• Task goal
Copy the rows below verbatim, starting at the line that contains "Could you point to the swimming" and continuing through the last row, with both ends included.

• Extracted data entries

* begin *

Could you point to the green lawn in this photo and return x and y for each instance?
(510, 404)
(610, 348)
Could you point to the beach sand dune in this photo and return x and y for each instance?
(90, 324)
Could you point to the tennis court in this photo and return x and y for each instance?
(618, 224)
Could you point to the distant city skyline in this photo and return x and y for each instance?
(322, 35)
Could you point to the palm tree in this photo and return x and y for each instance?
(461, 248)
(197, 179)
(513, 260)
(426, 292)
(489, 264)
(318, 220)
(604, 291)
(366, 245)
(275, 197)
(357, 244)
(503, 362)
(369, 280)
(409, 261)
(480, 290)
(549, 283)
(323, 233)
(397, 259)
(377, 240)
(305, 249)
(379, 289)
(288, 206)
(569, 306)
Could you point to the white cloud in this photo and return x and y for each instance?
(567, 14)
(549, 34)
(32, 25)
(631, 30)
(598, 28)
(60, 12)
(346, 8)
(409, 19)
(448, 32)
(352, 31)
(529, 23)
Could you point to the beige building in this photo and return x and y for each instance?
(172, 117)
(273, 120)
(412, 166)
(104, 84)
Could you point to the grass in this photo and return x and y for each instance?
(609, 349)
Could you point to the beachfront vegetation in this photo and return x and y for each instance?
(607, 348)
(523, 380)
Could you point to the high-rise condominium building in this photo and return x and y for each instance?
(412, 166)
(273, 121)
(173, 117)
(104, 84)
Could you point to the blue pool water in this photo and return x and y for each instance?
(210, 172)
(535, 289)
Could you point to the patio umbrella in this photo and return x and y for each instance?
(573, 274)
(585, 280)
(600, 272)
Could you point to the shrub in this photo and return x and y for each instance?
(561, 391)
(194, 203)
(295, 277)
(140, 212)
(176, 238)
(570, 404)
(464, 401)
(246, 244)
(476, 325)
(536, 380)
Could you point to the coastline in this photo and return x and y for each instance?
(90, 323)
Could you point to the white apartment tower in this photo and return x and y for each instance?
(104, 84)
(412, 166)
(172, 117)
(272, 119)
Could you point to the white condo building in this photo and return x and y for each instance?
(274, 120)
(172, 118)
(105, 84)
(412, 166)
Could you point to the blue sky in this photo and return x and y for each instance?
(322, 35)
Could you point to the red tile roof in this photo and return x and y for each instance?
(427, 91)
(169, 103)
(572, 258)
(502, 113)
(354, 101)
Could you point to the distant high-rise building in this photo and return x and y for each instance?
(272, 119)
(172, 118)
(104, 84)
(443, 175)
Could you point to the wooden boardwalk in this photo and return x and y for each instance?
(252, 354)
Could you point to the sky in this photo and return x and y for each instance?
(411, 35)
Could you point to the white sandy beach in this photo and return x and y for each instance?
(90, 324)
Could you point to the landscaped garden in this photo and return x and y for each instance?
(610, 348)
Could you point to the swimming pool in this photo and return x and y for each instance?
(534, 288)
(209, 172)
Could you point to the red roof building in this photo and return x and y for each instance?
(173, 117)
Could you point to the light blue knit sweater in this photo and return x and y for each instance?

* end *

• Written answer
Could you point to the swimming pool in this photo and return x and y for each instance?
(534, 288)
(209, 172)
Could you point to the red roof building in this photo and return x and y for each instance?
(173, 117)
Could you point to the light blue knit sweater in this photo and return x and y for each instance?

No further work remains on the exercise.